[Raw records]
━━━━━━━━━━━━━━━━
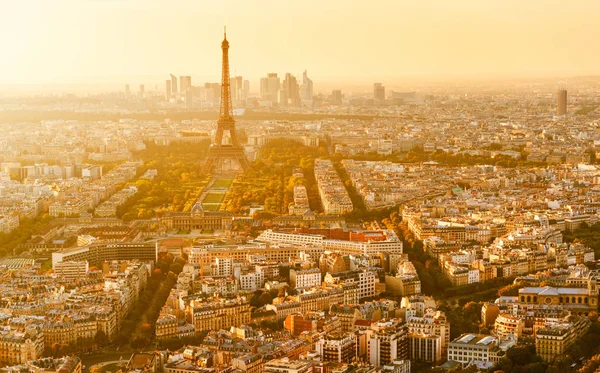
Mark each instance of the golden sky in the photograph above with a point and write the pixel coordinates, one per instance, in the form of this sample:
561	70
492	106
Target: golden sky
58	41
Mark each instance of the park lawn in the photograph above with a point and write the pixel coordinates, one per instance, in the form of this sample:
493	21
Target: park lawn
222	183
214	198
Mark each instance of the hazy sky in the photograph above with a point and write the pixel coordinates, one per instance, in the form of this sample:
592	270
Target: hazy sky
68	41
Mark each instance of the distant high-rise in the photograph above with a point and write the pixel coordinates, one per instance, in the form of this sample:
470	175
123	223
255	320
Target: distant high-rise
306	91
336	97
379	91
246	89
237	87
269	87
290	91
212	92
561	101
189	99
185	82
168	89
174	84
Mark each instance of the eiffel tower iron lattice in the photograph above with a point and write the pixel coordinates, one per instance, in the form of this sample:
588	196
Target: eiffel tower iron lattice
219	152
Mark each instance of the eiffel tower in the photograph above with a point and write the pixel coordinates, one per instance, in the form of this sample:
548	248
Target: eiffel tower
219	152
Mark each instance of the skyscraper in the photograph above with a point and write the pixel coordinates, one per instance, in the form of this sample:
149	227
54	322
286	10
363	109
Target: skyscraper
174	84
237	86
168	89
336	97
561	101
290	91
306	92
211	92
185	82
269	88
189	98
246	89
379	91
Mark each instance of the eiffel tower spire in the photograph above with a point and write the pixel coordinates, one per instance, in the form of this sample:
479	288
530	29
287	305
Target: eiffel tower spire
219	151
226	112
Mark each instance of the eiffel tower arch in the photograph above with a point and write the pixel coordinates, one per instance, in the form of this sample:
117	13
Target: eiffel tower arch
219	153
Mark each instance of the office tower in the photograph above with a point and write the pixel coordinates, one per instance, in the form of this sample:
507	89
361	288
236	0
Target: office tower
189	98
174	90
246	89
185	82
218	152
306	92
237	85
168	89
290	93
269	87
379	91
336	97
212	92
561	101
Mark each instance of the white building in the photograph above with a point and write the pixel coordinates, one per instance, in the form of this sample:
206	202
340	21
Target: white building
305	279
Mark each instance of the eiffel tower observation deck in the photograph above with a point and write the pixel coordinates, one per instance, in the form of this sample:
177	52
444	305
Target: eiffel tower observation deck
223	157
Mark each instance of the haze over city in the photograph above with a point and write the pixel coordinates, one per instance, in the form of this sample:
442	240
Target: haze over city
327	186
106	42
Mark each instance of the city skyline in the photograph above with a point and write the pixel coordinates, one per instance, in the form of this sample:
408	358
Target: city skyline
403	40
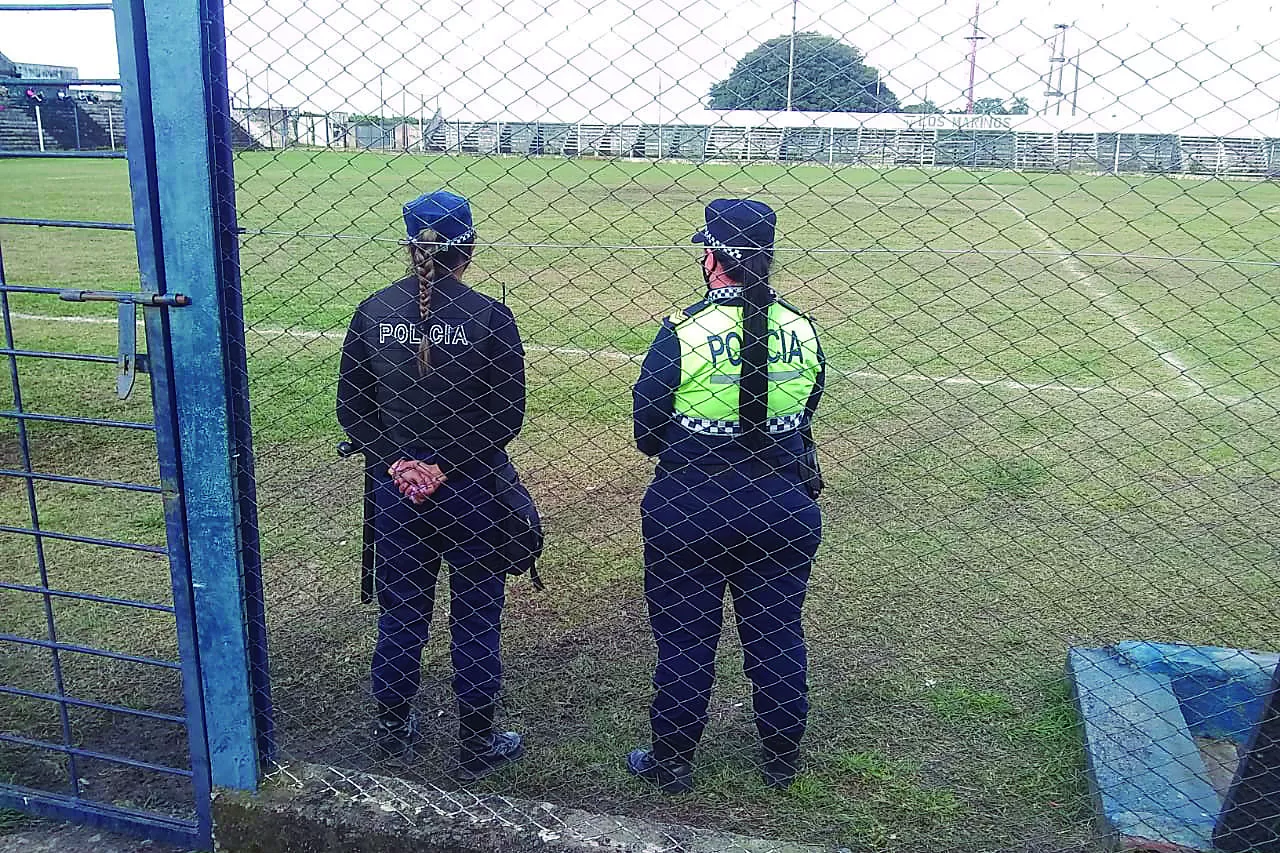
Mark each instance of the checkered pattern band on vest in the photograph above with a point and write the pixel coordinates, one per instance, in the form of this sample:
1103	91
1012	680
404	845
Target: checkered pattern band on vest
707	427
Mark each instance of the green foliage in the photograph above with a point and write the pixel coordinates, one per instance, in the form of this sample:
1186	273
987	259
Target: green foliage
996	106
923	106
830	77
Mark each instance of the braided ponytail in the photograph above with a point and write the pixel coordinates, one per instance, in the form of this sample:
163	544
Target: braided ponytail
433	256
423	250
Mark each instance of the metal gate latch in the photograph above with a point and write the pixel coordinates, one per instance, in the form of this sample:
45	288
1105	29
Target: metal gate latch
128	361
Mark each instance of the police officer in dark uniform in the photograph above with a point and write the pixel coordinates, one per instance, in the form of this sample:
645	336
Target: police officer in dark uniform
725	400
432	388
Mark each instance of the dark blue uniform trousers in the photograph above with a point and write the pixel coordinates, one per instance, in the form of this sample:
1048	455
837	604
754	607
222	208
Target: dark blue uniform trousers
758	536
457	525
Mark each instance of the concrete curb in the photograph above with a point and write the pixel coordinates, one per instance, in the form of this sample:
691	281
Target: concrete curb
310	808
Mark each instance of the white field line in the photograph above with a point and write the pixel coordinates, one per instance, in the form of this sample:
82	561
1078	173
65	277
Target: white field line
1106	299
615	355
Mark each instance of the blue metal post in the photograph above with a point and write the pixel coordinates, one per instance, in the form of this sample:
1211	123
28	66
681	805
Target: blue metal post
182	233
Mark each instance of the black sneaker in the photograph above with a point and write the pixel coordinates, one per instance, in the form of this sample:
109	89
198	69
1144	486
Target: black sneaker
672	778
780	771
504	748
396	740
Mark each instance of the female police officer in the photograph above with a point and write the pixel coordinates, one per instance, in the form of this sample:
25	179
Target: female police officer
432	388
725	398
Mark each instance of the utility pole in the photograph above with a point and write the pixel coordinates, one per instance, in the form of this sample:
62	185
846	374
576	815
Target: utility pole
973	53
1057	64
1075	90
791	58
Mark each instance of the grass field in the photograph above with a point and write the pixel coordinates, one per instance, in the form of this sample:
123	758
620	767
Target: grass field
1051	420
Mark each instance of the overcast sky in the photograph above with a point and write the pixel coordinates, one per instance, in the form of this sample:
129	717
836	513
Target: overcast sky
1170	63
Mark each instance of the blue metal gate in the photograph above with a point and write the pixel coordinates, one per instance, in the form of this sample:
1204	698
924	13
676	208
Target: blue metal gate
106	717
172	747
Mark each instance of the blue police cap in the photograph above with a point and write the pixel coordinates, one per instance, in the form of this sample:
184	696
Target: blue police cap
737	224
444	213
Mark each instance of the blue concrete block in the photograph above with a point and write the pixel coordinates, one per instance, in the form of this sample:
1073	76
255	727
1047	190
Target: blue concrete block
1147	776
1221	690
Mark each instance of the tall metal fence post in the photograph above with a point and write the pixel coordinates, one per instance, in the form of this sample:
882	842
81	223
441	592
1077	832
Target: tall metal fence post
190	170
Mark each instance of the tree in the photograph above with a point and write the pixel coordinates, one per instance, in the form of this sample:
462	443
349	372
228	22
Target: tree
830	77
996	106
923	106
988	106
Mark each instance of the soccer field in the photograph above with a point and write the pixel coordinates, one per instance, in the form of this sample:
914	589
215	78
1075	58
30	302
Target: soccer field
1051	419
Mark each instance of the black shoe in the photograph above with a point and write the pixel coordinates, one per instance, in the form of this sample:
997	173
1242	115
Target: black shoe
780	770
672	778
504	748
397	738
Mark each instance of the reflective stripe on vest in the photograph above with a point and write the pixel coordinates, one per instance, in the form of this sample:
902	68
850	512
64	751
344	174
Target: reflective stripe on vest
711	368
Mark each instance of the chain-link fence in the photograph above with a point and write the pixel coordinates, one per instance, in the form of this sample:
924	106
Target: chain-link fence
1050	404
1047	302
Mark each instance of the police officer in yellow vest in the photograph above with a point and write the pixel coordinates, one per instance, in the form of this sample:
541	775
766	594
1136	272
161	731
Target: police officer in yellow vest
725	398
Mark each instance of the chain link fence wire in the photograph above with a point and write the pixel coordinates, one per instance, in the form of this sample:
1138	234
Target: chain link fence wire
1048	305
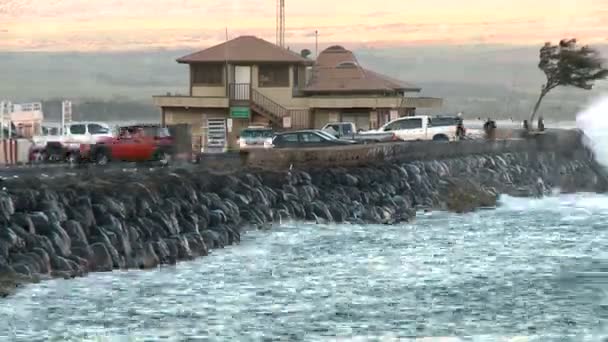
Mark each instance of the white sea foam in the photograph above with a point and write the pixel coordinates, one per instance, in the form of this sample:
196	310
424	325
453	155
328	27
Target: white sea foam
593	121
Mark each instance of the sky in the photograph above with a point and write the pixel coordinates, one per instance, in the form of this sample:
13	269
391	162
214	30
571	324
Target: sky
111	25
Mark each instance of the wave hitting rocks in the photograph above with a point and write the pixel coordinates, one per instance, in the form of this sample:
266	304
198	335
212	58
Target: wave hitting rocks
68	226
━━━━━━━━━━━━━━━━
- OBJECTIVE
Each record above is to be restated exactly, with its pictures removed from the copy.

- RESULT OF THE EXERCISE
Mark each instance of the golden sky in the photograph above with a point and write the pixel coordinates, one per instance, in the form of this sample:
561	70
492	106
Target: golden sky
58	41
Mark each instance of the park lawn in the photograph above with a point and write the pixel coordinates, one per instance, in the form of this sample:
493	21
Target: park lawn
222	183
214	198
Mark each instance of the hazy sky in the photograph above with a point and write the pixel coordinates, one per instance, in the form of this sample:
592	270
Target: hazy sky
68	41
Mark each instance of the distant high-rise in the photograph above with a point and write the pixel coordinates, one per instance, in the form of this sample:
470	175
123	223
255	320
Target: distant high-rise
306	91
336	97
379	91
246	89
237	87
269	87
290	91
212	92
561	101
189	99
185	82
168	89
174	84
Mark each instance of the eiffel tower iron lattice in the photograph above with a point and write the pixel coordinates, one per instance, in the form of this sample:
588	196
Target: eiffel tower iron lattice
219	152
Mark each instance of the eiffel tower in the photograph above with a point and write the pixel coordinates, one per instance, in the form of this sample:
548	248
Target: eiffel tower
219	152
Mark each instance of the skyscraper in the photograph above with a point and write the pixel coordinates, one per instance, in the form of this sample:
149	227
54	322
286	10
363	109
Target: skyscraper
174	84
237	86
168	89
336	97
561	101
290	91
306	92
211	92
185	82
269	88
189	98
246	89
379	91
Mark each instance of the eiffel tower spire in the photograph above with a point and write the pixel coordinates, one per instance, in the form of this sample:
479	288
530	29
287	305
Target: eiffel tower spire
219	151
226	112
Mark each instance of the eiffel tower arch in the photograph above with a point and write the pixel coordinates, one per instance, in the form of this sample:
117	13
Target: eiffel tower arch
219	153
Mark each instance of the office tower in the photograph above with a point and write the pixel coordinates, one per instance, in the form of this sample:
507	89
361	288
236	0
Target: office tower
189	98
174	90
246	89
185	82
218	152
306	92
237	85
168	89
290	93
269	87
379	91
336	97
212	92
561	101
Mark each instance of the white building in the photograph above with a point and write the pixel coordinates, one per instance, in the form of this sample:
206	202
340	21
Target: white building
305	279
Mark each instance of the eiffel tower observation deck in the photograph above with a point and write the pixel coordinates, one per instance, in the form of this sample:
177	52
444	305
Target: eiffel tower observation deck
223	157
Mark each instance of the haze over city in the photograph above with a point and write the pixel coordinates, one per instance, in the form of this sample:
442	240
Target: haze over city
327	186
106	42
Mark each instance of the city skyline in the photograph above with a point and write the pixel coordinates, one per instance, in the form of this sample:
408	358
Target: city skyline
403	40
Mark each instance of the checkered pattern band on vest in the photograph above with a point and write the pixel coordinates, one per instance, in the form of this sample:
1103	91
1012	680
404	845
Target: checkered pattern band on vest
707	427
Mark each instance of the green foliage in the photograph above with a point and write the pixel coordinates, one per instance, in the form of this sample:
1186	273
987	259
Target: green foliage
996	106
923	106
830	77
Mark each instance of the braided ponytail in the photograph above with a point and write the pixel coordinates, one per instance, in the form of this sample:
163	544
Target: braided ponytail
433	256
423	250
Mark each instance of the metal gate latch in the photograph above with a point and write the pixel coordinates, one per instance, in the form of this sample:
45	288
1105	29
Target: metal gate latch
128	361
Mark each instance of the police officer in dark uniform in the photograph above with a point and write the pixel coordinates, one per instance, in the form of this sample:
645	336
Target: police officer in dark uniform
725	400
432	388
Mark each instance of the dark blue uniform trousers in the photograph above with a point and write the pixel coordinates, one per instance, in the form of this sample:
1048	455
837	604
754	607
222	208
Target: dark blue uniform trousers
758	536
457	525
Mark each instance of the concrete curb in the photograph above with a point and write the pixel coordinates, one per instance, in the form of this sample:
691	281
Target: concrete curb
310	808
Mark each instance of the white field line in the photograph above with a point and write the pixel coordinates, one per instance, in the form of this sample:
82	561
1078	173
65	277
Target: white field line
1106	299
615	355
Mark each instance of the blue metal post in the photograph above with a point and write the pixel coordinates, one per instance, in the form of this sample:
1211	123
28	66
681	805
Target: blue metal post
182	233
Mark each instance of the black sneaker in the photograph above with a point and write the pixel coordinates, one per instance, in the form of this sample:
109	89
198	69
1144	486
Target: black sneaker
672	778
780	771
504	748
396	740
Mark each instance of the female police officer in the photograph above with a point and write the pixel coordinates, one per instance, in the form of this sample:
25	179
Target: female police officer
432	388
725	398
Mark each instance of the utility pole in the photograph above with a point and write the pixel coordinates, one per instance, in the form of this sample:
62	185
846	374
576	815
Target: utility pole
973	53
1057	64
1075	90
791	58
Mark each instance of the grass field in the photograph above with a point and write the pixel coordinates, one per instance, in the form of this sample:
123	758
620	767
Target: grass field
1051	420
Mark each instance of the overcast sky in the photograph above with a point and write the pixel coordinates, one per instance, in the form of this sample:
129	717
836	513
Target: overcast sky
1170	63
Mark each instance of the blue metal gate in the photograph above with a point and write the pixel coordinates, one per instance, in the form of this sample:
1204	698
924	13
676	208
Target: blue metal gate
106	717
172	747
Mark each instance of the blue police cap in the photograph above with a point and write the pixel coordinates, one per instance, in the form of this sample:
184	696
Target: blue police cap
737	224
444	213
Mark each instance of the blue concrete block in the photograph above with a point and write the pixel coordinates, one per instance, in the form of this sample:
1073	76
255	727
1047	190
Target: blue concrete block
1147	776
1221	690
Mark each instance of the tall metal fence post in the photograph above with a point and write the pixel coordinates, one per instance, in the form of this sample:
882	842
81	223
441	592
1077	832
Target: tall metal fence post
190	170
Mark each instance of the tree in the photograph above with a point and write the pixel coordinates, one per instance, in the form of this sample:
462	443
349	372
228	22
Target: tree
830	77
996	106
923	106
988	106
Mark each instance of the soccer field in the photograph above with a point and write the pixel coordinates, one per instance, in the form of this sample:
914	589
215	78
1075	58
30	302
Target: soccer field
1051	419
Mark each instance of the black shoe in the photograph above with a point and write the pixel coordinates, one per instance, in the form of this sample:
997	173
1242	115
Target: black shoe
780	770
672	778
504	748
397	738
Mark each instance of the reflective stripe on vest in the photograph above with a point and write the pixel coordinates, one per instance, in the form of this sample:
902	68
850	512
64	751
344	174
Target: reflective stripe on vest
711	368
Mark each instance of the chain-link fence in the photograph above with a point and write the pixel coordinates, one per instance, in the form of this sample:
924	106
Target: chain-link fence
1050	404
1047	302
Mark each instance of the police officer in yellow vest in the photograph above with a point and write the pixel coordinates, one per instance, in the form of this sample:
541	775
766	594
1136	272
161	731
Target: police officer in yellow vest
725	398
Mark each instance of the chain link fence wire in the photograph above with a point and write the pixel coordinates, one per instance, in the form of this sample:
1138	234
Target: chain link fence wire
1048	305
Mark each instance of the white sea foam in the photograph above with a point and write the pixel coordinates, one per instance, in the form of this sample:
196	310
424	325
453	155
328	27
Target: white sea foam
593	121
Mark each instance of the sky in the photograph above with a point and write the pixel coordinates, one per instance, in the form of this sample:
13	269
391	162
214	30
571	324
Target: sky
111	25
Mark each instance of the wave hitting rocks in the photograph above with a point and write the pixel coordinates, one per instance, in the form of this sample:
266	304
198	335
212	58
Target: wave hitting rocks
68	226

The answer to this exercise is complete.